**Görevler**
A – Gösterilen metne göre, davalı vekilinin istinaf başvurusunu kabul ederek davanın reddine karar veren daire hangisidir?
B – Gösterilen metinde "Esas No: 2021/6324" ifadesinden "onanmasına karar verilmiştir." ifadesine kadar olan bölümü aynen çıkarın.

**Gösterilen Metin**
===

Esas No: 2021/6324
Karar No: 2022/737
Karar Tarihi: 03.02.2022
Yargıtay 8. Hukuk Dairesi 2021/6324 Esas 2022/737 Karar Sayılı İlamı
Özet:
Davacı, bir taşınmazın kaydının davalı adına yapıldığını ve tapu kaydının iptal edilerek kendisi adına tespit ve tescil edilmesini istemiştir. Mahkeme, davayı kabul etmiş, ancak davalı vekili istinaf etmiş ve Bölge Adliye Mahkemesi 8. Hukuk Dairesi, istinaf başvurusunu kabul ederek davanın reddine karar vermiştir. Davacı vekili, bu kararı temyiz etmiştir ancak Bölge Adliye Mahkemesi tarafından ek kararla reddedilmiştir. Ancak, Anayasa, Avrupa İnsan Hakları Sözleşmesi ve yeni eklenen bir kanun maddesi uyarınca karara karşı temyiz yoluna başvurulabileceği kabul edilmiştir. Temyiz incelemesi yapıldığında, davacı vekilinin temyiz itirazlarının reddiyle Bölge Adliye Mahkemesi kararının onanmasına karar verilmiştir.

===

**Sağlanan Malzeme**

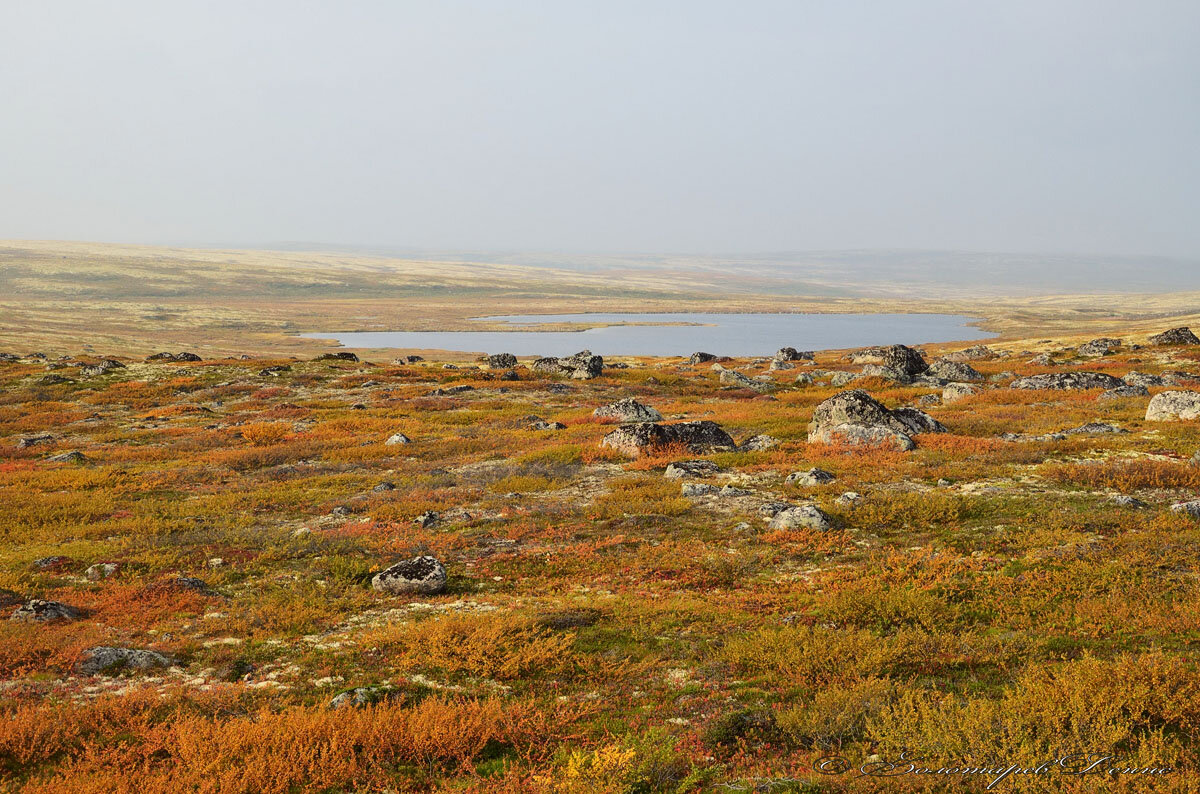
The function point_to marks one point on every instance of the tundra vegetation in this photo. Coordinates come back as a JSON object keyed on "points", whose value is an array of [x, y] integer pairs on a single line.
{"points": [[190, 547]]}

===

**Görev Yanıtları**
A – Bölge Adliye Mahkemesi 8. Hukuk Dairesi.

B –
Esas No: 2021/6324
Karar No: 2022/737
Karar Tarihi: 03.02.2022
Yargıtay 8. Hukuk Dairesi 2021/6324 Esas 2022/737 Karar Sayılı İlamı
Özet:
Davacı, bir taşınmazın kaydının davalı adına yapıldığını ve tapu kaydının iptal edilerek kendisi adına tespit ve tescil edilmesini istemiştir. Mahkeme, davayı kabul etmiş, ancak davalı vekili istinaf etmiş ve Bölge Adliye Mahkemesi 8. Hukuk Dairesi, istinaf başvurusunu kabul ederek davanın reddine karar vermiştir. Davacı vekili, bu kararı temyiz etmiştir ancak Bölge Adliye Mahkemesi tarafından ek kararla reddedilmiştir. Ancak, Anayasa, Avrupa İnsan Hakları Sözleşmesi ve yeni eklenen bir kanun maddesi uyarınca karara karşı temyiz yoluna başvurulabileceği kabul edilmiştir. Temyiz incelemesi yapıldığında, davacı vekilinin temyiz itirazlarının reddiyle Bölge Adliye Mahkemesi kararının onanmasına karar verilmiştir.